▸ DOCUMENT TEXT:
Morality and Medicine

This is an applied ethics class where we examine a number of ethical issues that arise in the context of contemporary medical practice and research by analyzing articles and decision scenarios. Topics covered include the physician-patient relationship; informed consent; medical experimentation; termination of treatment; genetics; race and medicine; reproductive technologies; euthanasia; resource allocation; and health care reform. This course is a component of the University of Pittsburgh undergraduate certificate in Conceptual Foundations of Medicine.
  • See my syllabus from Fall 2018 here.
  • This course has been reviewed by a student here.
Mind and Medicine
This course is designed as an introduction to the philosophical issues that exist at the intersection of psychology and medicine. Among others, we will examine the following questions: What does it mean to be healthy? Can one define health and sickness purely objectively? Or does the notion of disease involve value judgments of various sorts? What does it mean to say that a disease is “genetic”? Are diseases always best explained by appealing to lower-level biological details such as genetics and biochemistry? Are psychiatric disorders real? How should Scientists best explain psychiatric disorders? Can evolutionary biology be useful to psychiatry? This course is a component of the University of Pittsburgh undergraduate certificate in Conceptual Foundations of Medicine.

  • See my syllabus from Summer 2019 here.
    * Note: this was taught as an intensive 6-week summer course.

▸ DATASET CONTENT:
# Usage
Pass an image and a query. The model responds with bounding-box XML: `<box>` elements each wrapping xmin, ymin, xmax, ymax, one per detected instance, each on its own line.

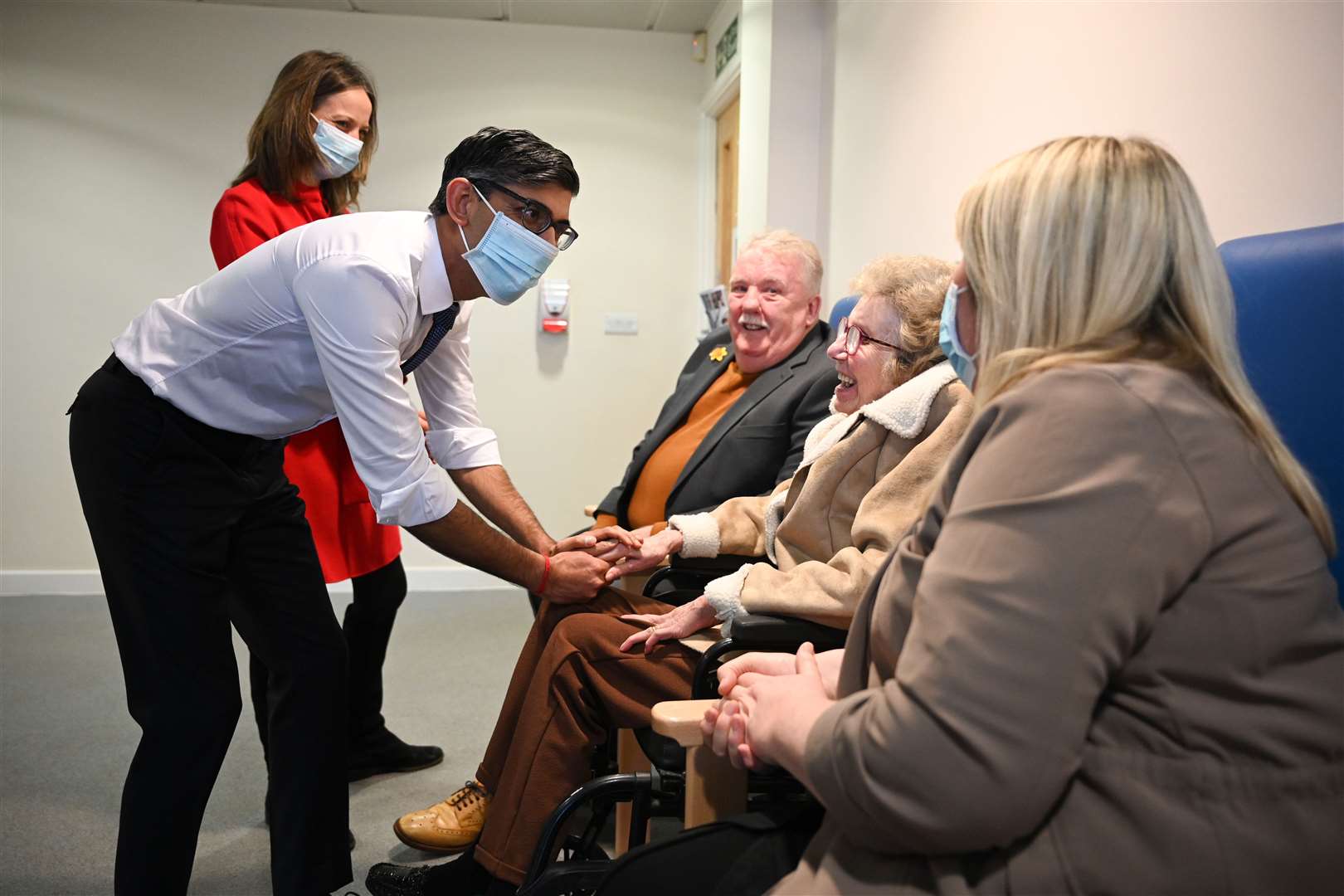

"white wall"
<box><xmin>822</xmin><ymin>2</ymin><xmax>1344</xmax><ymax>287</ymax></box>
<box><xmin>0</xmin><ymin>0</ymin><xmax>713</xmax><ymax>579</ymax></box>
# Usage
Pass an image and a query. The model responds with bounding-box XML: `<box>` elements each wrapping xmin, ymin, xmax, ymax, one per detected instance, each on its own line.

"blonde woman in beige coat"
<box><xmin>367</xmin><ymin>258</ymin><xmax>971</xmax><ymax>896</ymax></box>
<box><xmin>682</xmin><ymin>137</ymin><xmax>1344</xmax><ymax>894</ymax></box>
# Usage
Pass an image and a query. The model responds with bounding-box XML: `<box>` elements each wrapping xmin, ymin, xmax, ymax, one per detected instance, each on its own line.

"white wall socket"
<box><xmin>605</xmin><ymin>313</ymin><xmax>640</xmax><ymax>336</ymax></box>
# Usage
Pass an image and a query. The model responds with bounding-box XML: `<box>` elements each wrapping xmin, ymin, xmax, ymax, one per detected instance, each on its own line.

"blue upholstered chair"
<box><xmin>830</xmin><ymin>295</ymin><xmax>859</xmax><ymax>334</ymax></box>
<box><xmin>1220</xmin><ymin>224</ymin><xmax>1344</xmax><ymax>588</ymax></box>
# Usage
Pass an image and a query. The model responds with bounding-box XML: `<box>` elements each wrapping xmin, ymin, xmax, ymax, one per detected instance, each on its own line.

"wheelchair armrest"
<box><xmin>644</xmin><ymin>553</ymin><xmax>766</xmax><ymax>603</ymax></box>
<box><xmin>653</xmin><ymin>700</ymin><xmax>719</xmax><ymax>747</ymax></box>
<box><xmin>733</xmin><ymin>612</ymin><xmax>848</xmax><ymax>653</ymax></box>
<box><xmin>668</xmin><ymin>553</ymin><xmax>770</xmax><ymax>579</ymax></box>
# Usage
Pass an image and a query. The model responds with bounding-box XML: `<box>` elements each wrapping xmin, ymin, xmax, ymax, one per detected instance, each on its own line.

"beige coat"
<box><xmin>772</xmin><ymin>363</ymin><xmax>1344</xmax><ymax>896</ymax></box>
<box><xmin>670</xmin><ymin>362</ymin><xmax>971</xmax><ymax>629</ymax></box>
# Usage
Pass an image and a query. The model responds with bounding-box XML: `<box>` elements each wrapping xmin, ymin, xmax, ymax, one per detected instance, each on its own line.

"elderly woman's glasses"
<box><xmin>475</xmin><ymin>180</ymin><xmax>579</xmax><ymax>251</ymax></box>
<box><xmin>840</xmin><ymin>317</ymin><xmax>900</xmax><ymax>354</ymax></box>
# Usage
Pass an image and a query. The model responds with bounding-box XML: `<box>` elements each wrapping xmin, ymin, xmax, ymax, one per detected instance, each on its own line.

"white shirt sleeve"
<box><xmin>293</xmin><ymin>256</ymin><xmax>458</xmax><ymax>525</ymax></box>
<box><xmin>412</xmin><ymin>302</ymin><xmax>500</xmax><ymax>470</ymax></box>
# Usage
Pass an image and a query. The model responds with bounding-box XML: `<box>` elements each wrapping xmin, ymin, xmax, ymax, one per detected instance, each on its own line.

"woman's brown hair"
<box><xmin>232</xmin><ymin>50</ymin><xmax>377</xmax><ymax>213</ymax></box>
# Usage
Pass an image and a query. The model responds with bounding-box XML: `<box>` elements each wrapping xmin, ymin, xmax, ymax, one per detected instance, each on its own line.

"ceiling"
<box><xmin>184</xmin><ymin>0</ymin><xmax>719</xmax><ymax>33</ymax></box>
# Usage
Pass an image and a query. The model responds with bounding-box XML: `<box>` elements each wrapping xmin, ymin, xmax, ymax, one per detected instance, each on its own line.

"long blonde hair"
<box><xmin>957</xmin><ymin>137</ymin><xmax>1335</xmax><ymax>553</ymax></box>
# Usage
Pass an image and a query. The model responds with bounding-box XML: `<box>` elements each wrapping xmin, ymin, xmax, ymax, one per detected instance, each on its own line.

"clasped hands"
<box><xmin>700</xmin><ymin>644</ymin><xmax>844</xmax><ymax>785</ymax></box>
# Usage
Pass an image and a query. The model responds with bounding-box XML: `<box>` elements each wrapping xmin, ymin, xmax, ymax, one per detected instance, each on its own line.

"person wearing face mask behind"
<box><xmin>210</xmin><ymin>50</ymin><xmax>444</xmax><ymax>811</ymax></box>
<box><xmin>70</xmin><ymin>128</ymin><xmax>623</xmax><ymax>896</ymax></box>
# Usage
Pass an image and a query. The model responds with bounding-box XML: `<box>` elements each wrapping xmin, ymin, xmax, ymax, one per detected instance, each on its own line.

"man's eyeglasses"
<box><xmin>473</xmin><ymin>180</ymin><xmax>579</xmax><ymax>251</ymax></box>
<box><xmin>840</xmin><ymin>317</ymin><xmax>900</xmax><ymax>354</ymax></box>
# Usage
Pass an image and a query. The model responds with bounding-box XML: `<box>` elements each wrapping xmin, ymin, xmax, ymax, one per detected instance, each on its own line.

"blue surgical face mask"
<box><xmin>938</xmin><ymin>284</ymin><xmax>976</xmax><ymax>390</ymax></box>
<box><xmin>457</xmin><ymin>184</ymin><xmax>561</xmax><ymax>305</ymax></box>
<box><xmin>308</xmin><ymin>113</ymin><xmax>364</xmax><ymax>180</ymax></box>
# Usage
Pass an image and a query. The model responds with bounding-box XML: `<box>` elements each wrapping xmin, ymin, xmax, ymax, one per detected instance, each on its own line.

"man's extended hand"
<box><xmin>542</xmin><ymin>551</ymin><xmax>611</xmax><ymax>603</ymax></box>
<box><xmin>551</xmin><ymin>525</ymin><xmax>642</xmax><ymax>562</ymax></box>
<box><xmin>601</xmin><ymin>529</ymin><xmax>685</xmax><ymax>582</ymax></box>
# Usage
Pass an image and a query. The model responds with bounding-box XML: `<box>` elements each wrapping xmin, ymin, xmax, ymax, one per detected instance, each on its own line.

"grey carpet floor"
<box><xmin>0</xmin><ymin>591</ymin><xmax>531</xmax><ymax>896</ymax></box>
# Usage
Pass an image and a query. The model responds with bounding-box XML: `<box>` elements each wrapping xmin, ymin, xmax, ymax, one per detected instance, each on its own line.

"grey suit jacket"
<box><xmin>773</xmin><ymin>363</ymin><xmax>1344</xmax><ymax>894</ymax></box>
<box><xmin>598</xmin><ymin>321</ymin><xmax>837</xmax><ymax>525</ymax></box>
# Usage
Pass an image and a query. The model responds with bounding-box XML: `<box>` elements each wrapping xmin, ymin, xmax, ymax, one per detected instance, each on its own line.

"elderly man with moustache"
<box><xmin>379</xmin><ymin>230</ymin><xmax>837</xmax><ymax>887</ymax></box>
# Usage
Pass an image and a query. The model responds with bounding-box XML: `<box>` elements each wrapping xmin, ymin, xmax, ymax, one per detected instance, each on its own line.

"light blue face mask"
<box><xmin>938</xmin><ymin>284</ymin><xmax>976</xmax><ymax>390</ymax></box>
<box><xmin>308</xmin><ymin>113</ymin><xmax>364</xmax><ymax>180</ymax></box>
<box><xmin>457</xmin><ymin>184</ymin><xmax>561</xmax><ymax>305</ymax></box>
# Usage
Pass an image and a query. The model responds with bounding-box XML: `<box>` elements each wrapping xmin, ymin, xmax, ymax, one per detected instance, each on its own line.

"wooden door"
<box><xmin>715</xmin><ymin>97</ymin><xmax>738</xmax><ymax>285</ymax></box>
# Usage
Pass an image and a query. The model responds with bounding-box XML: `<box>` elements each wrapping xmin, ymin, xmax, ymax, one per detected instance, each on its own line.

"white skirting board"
<box><xmin>0</xmin><ymin>567</ymin><xmax>519</xmax><ymax>598</ymax></box>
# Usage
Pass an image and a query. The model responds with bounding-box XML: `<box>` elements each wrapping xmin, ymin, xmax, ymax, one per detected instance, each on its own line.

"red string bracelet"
<box><xmin>536</xmin><ymin>556</ymin><xmax>551</xmax><ymax>594</ymax></box>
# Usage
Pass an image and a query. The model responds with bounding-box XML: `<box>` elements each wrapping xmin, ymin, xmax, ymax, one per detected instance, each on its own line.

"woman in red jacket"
<box><xmin>210</xmin><ymin>50</ymin><xmax>444</xmax><ymax>781</ymax></box>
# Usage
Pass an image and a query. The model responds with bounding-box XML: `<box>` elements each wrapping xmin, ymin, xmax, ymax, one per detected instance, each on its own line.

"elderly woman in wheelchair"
<box><xmin>367</xmin><ymin>251</ymin><xmax>971</xmax><ymax>896</ymax></box>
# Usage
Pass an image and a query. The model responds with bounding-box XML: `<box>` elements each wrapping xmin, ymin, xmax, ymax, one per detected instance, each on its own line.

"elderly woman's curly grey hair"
<box><xmin>850</xmin><ymin>256</ymin><xmax>956</xmax><ymax>384</ymax></box>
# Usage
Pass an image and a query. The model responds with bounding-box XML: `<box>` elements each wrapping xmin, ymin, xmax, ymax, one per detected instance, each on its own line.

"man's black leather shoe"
<box><xmin>345</xmin><ymin>728</ymin><xmax>444</xmax><ymax>781</ymax></box>
<box><xmin>364</xmin><ymin>863</ymin><xmax>429</xmax><ymax>896</ymax></box>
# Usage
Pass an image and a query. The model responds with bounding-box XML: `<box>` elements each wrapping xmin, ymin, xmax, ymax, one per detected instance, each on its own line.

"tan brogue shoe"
<box><xmin>392</xmin><ymin>781</ymin><xmax>490</xmax><ymax>853</ymax></box>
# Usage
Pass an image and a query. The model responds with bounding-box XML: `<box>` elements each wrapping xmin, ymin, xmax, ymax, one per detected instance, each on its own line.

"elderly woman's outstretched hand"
<box><xmin>621</xmin><ymin>595</ymin><xmax>718</xmax><ymax>653</ymax></box>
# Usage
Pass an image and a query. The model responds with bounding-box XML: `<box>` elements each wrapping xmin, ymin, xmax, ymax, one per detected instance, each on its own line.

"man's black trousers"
<box><xmin>70</xmin><ymin>358</ymin><xmax>351</xmax><ymax>896</ymax></box>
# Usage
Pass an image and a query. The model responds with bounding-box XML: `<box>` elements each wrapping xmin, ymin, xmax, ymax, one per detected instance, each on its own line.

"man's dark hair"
<box><xmin>429</xmin><ymin>128</ymin><xmax>579</xmax><ymax>215</ymax></box>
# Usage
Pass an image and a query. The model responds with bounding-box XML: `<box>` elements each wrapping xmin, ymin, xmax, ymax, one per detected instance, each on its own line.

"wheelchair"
<box><xmin>518</xmin><ymin>556</ymin><xmax>845</xmax><ymax>896</ymax></box>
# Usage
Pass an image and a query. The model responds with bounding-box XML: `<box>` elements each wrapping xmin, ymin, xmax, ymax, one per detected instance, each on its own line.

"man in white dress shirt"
<box><xmin>70</xmin><ymin>128</ymin><xmax>631</xmax><ymax>896</ymax></box>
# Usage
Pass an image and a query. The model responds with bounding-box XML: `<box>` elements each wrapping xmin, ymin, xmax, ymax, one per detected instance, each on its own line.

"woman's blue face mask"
<box><xmin>457</xmin><ymin>184</ymin><xmax>561</xmax><ymax>305</ymax></box>
<box><xmin>938</xmin><ymin>284</ymin><xmax>976</xmax><ymax>390</ymax></box>
<box><xmin>308</xmin><ymin>113</ymin><xmax>364</xmax><ymax>180</ymax></box>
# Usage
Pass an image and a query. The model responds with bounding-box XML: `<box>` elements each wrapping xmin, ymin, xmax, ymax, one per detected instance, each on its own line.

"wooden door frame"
<box><xmin>696</xmin><ymin>65</ymin><xmax>742</xmax><ymax>298</ymax></box>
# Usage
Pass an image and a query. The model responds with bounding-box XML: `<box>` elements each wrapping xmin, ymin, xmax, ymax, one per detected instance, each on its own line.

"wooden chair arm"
<box><xmin>653</xmin><ymin>700</ymin><xmax>719</xmax><ymax>747</ymax></box>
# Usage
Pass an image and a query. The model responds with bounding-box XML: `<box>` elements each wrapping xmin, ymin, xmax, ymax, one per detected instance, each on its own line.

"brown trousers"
<box><xmin>475</xmin><ymin>588</ymin><xmax>700</xmax><ymax>884</ymax></box>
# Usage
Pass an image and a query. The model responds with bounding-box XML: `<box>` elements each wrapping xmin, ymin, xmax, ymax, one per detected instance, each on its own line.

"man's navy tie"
<box><xmin>402</xmin><ymin>302</ymin><xmax>458</xmax><ymax>376</ymax></box>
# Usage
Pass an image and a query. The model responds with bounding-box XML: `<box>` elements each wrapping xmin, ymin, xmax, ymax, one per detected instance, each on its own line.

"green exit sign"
<box><xmin>713</xmin><ymin>19</ymin><xmax>738</xmax><ymax>78</ymax></box>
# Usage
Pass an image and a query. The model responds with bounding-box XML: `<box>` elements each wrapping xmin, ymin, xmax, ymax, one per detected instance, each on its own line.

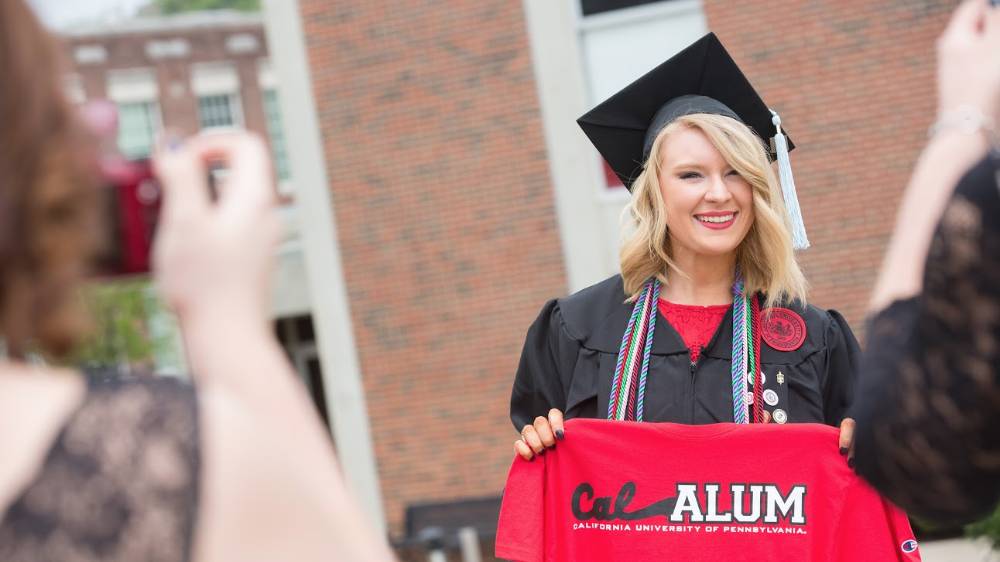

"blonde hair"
<box><xmin>620</xmin><ymin>113</ymin><xmax>807</xmax><ymax>307</ymax></box>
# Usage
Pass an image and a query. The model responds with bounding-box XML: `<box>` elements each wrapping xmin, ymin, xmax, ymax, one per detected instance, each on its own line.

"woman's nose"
<box><xmin>705</xmin><ymin>175</ymin><xmax>733</xmax><ymax>203</ymax></box>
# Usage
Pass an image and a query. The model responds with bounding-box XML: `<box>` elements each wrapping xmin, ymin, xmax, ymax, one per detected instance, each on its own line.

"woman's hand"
<box><xmin>937</xmin><ymin>0</ymin><xmax>1000</xmax><ymax>124</ymax></box>
<box><xmin>514</xmin><ymin>408</ymin><xmax>566</xmax><ymax>461</ymax></box>
<box><xmin>840</xmin><ymin>418</ymin><xmax>854</xmax><ymax>468</ymax></box>
<box><xmin>153</xmin><ymin>132</ymin><xmax>279</xmax><ymax>326</ymax></box>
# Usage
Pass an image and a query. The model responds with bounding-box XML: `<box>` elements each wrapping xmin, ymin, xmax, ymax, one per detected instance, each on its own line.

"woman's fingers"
<box><xmin>521</xmin><ymin>425</ymin><xmax>545</xmax><ymax>454</ymax></box>
<box><xmin>840</xmin><ymin>418</ymin><xmax>854</xmax><ymax>468</ymax></box>
<box><xmin>534</xmin><ymin>416</ymin><xmax>556</xmax><ymax>449</ymax></box>
<box><xmin>153</xmin><ymin>138</ymin><xmax>209</xmax><ymax>222</ymax></box>
<box><xmin>514</xmin><ymin>439</ymin><xmax>535</xmax><ymax>461</ymax></box>
<box><xmin>188</xmin><ymin>131</ymin><xmax>275</xmax><ymax>218</ymax></box>
<box><xmin>549</xmin><ymin>408</ymin><xmax>566</xmax><ymax>441</ymax></box>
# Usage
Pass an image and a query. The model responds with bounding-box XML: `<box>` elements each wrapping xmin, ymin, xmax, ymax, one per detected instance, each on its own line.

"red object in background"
<box><xmin>79</xmin><ymin>99</ymin><xmax>160</xmax><ymax>277</ymax></box>
<box><xmin>97</xmin><ymin>158</ymin><xmax>161</xmax><ymax>277</ymax></box>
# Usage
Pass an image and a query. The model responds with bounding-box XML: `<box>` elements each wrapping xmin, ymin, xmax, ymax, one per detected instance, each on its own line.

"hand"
<box><xmin>514</xmin><ymin>408</ymin><xmax>566</xmax><ymax>461</ymax></box>
<box><xmin>937</xmin><ymin>0</ymin><xmax>1000</xmax><ymax>123</ymax></box>
<box><xmin>840</xmin><ymin>418</ymin><xmax>854</xmax><ymax>468</ymax></box>
<box><xmin>153</xmin><ymin>132</ymin><xmax>279</xmax><ymax>326</ymax></box>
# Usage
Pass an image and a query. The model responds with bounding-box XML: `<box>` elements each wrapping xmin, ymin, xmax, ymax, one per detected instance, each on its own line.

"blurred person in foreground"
<box><xmin>0</xmin><ymin>0</ymin><xmax>392</xmax><ymax>562</ymax></box>
<box><xmin>852</xmin><ymin>0</ymin><xmax>1000</xmax><ymax>524</ymax></box>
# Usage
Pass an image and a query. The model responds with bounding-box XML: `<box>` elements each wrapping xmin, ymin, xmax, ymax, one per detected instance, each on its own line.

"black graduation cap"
<box><xmin>577</xmin><ymin>33</ymin><xmax>809</xmax><ymax>247</ymax></box>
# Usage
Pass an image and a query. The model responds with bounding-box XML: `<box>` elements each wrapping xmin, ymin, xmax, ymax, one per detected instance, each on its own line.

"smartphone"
<box><xmin>94</xmin><ymin>157</ymin><xmax>162</xmax><ymax>277</ymax></box>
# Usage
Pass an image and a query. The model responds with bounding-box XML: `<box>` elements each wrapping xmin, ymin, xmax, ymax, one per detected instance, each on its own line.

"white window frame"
<box><xmin>107</xmin><ymin>68</ymin><xmax>163</xmax><ymax>160</ymax></box>
<box><xmin>191</xmin><ymin>62</ymin><xmax>246</xmax><ymax>130</ymax></box>
<box><xmin>257</xmin><ymin>59</ymin><xmax>295</xmax><ymax>196</ymax></box>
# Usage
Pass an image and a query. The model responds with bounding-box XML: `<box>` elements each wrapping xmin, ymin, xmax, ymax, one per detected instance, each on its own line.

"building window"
<box><xmin>198</xmin><ymin>94</ymin><xmax>239</xmax><ymax>129</ymax></box>
<box><xmin>264</xmin><ymin>90</ymin><xmax>291</xmax><ymax>182</ymax></box>
<box><xmin>191</xmin><ymin>62</ymin><xmax>243</xmax><ymax>129</ymax></box>
<box><xmin>580</xmin><ymin>0</ymin><xmax>664</xmax><ymax>16</ymax></box>
<box><xmin>577</xmin><ymin>0</ymin><xmax>708</xmax><ymax>189</ymax></box>
<box><xmin>118</xmin><ymin>101</ymin><xmax>157</xmax><ymax>158</ymax></box>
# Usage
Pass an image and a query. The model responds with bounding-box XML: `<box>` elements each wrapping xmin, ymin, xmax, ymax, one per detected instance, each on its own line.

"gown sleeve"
<box><xmin>852</xmin><ymin>151</ymin><xmax>1000</xmax><ymax>524</ymax></box>
<box><xmin>823</xmin><ymin>310</ymin><xmax>861</xmax><ymax>426</ymax></box>
<box><xmin>510</xmin><ymin>300</ymin><xmax>580</xmax><ymax>431</ymax></box>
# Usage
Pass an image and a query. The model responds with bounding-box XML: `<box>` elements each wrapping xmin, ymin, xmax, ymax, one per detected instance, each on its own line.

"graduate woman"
<box><xmin>511</xmin><ymin>34</ymin><xmax>858</xmax><ymax>459</ymax></box>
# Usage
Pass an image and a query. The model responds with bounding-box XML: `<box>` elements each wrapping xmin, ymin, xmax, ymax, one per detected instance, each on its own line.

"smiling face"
<box><xmin>658</xmin><ymin>127</ymin><xmax>754</xmax><ymax>257</ymax></box>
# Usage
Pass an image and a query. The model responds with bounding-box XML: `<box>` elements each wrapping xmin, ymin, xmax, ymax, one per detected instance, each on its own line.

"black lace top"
<box><xmin>0</xmin><ymin>372</ymin><xmax>199</xmax><ymax>562</ymax></box>
<box><xmin>852</xmin><ymin>151</ymin><xmax>1000</xmax><ymax>523</ymax></box>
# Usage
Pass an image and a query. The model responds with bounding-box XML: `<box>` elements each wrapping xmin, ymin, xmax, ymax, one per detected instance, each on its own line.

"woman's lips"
<box><xmin>694</xmin><ymin>211</ymin><xmax>738</xmax><ymax>230</ymax></box>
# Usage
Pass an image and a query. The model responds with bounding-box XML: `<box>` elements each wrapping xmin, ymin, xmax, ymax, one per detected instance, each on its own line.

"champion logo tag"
<box><xmin>761</xmin><ymin>308</ymin><xmax>806</xmax><ymax>351</ymax></box>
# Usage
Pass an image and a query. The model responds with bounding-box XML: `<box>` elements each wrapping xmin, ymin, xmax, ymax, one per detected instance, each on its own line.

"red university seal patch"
<box><xmin>761</xmin><ymin>308</ymin><xmax>806</xmax><ymax>351</ymax></box>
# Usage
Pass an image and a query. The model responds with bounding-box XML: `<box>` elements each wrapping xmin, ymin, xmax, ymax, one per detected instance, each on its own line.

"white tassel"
<box><xmin>771</xmin><ymin>109</ymin><xmax>809</xmax><ymax>250</ymax></box>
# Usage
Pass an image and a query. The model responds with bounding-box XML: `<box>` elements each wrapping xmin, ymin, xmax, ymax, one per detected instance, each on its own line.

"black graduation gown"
<box><xmin>510</xmin><ymin>275</ymin><xmax>860</xmax><ymax>431</ymax></box>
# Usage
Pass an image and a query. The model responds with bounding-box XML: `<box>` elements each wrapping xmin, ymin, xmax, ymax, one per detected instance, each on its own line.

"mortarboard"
<box><xmin>577</xmin><ymin>33</ymin><xmax>809</xmax><ymax>249</ymax></box>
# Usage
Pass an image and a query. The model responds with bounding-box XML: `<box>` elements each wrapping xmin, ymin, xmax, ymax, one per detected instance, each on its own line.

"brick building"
<box><xmin>266</xmin><ymin>0</ymin><xmax>956</xmax><ymax>552</ymax></box>
<box><xmin>59</xmin><ymin>11</ymin><xmax>336</xmax><ymax>434</ymax></box>
<box><xmin>60</xmin><ymin>0</ymin><xmax>956</xmax><ymax>556</ymax></box>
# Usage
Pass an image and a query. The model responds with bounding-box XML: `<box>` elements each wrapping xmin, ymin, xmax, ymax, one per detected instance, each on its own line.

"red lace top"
<box><xmin>659</xmin><ymin>299</ymin><xmax>732</xmax><ymax>361</ymax></box>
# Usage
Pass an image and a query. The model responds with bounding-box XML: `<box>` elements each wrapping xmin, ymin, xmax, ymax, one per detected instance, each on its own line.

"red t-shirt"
<box><xmin>496</xmin><ymin>419</ymin><xmax>920</xmax><ymax>562</ymax></box>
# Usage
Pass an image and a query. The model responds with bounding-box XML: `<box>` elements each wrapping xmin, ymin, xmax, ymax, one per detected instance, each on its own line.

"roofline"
<box><xmin>59</xmin><ymin>10</ymin><xmax>264</xmax><ymax>39</ymax></box>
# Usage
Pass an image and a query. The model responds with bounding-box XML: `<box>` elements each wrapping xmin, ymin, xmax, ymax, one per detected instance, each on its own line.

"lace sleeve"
<box><xmin>0</xmin><ymin>377</ymin><xmax>199</xmax><ymax>562</ymax></box>
<box><xmin>853</xmin><ymin>151</ymin><xmax>1000</xmax><ymax>523</ymax></box>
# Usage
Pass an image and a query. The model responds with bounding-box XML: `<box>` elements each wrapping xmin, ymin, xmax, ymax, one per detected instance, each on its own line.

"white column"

▸ PROBLEM SET:
• A. In the course descriptions, what University of Pittsburgh undergraduate certificate includes both courses?
• B. Write out the passage of the course descriptions starting at "Mind and Medicine" and ending at "Summer 2019 here.".

▸ SOLVED PROBLEMS:
• A. Conceptual Foundations of Medicine.

• B.
Mind and Medicine
This course is designed as an introduction to the philosophical issues that exist at the intersection of psychology and medicine. Among others, we will examine the following questions: What does it mean to be healthy? Can one define health and sickness purely objectively? Or does the notion of disease involve value judgments of various sorts? What does it mean to say that a disease is “genetic”? Are diseases always best explained by appealing to lower-level biological details such as genetics and biochemistry? Are psychiatric disorders real? How should Scientists best explain psychiatric disorders? Can evolutionary biology be useful to psychiatry? This course is a component of the University of Pittsburgh undergraduate certificate in Conceptual Foundations of Medicine.

  • See my syllabus from Summer 2019 here.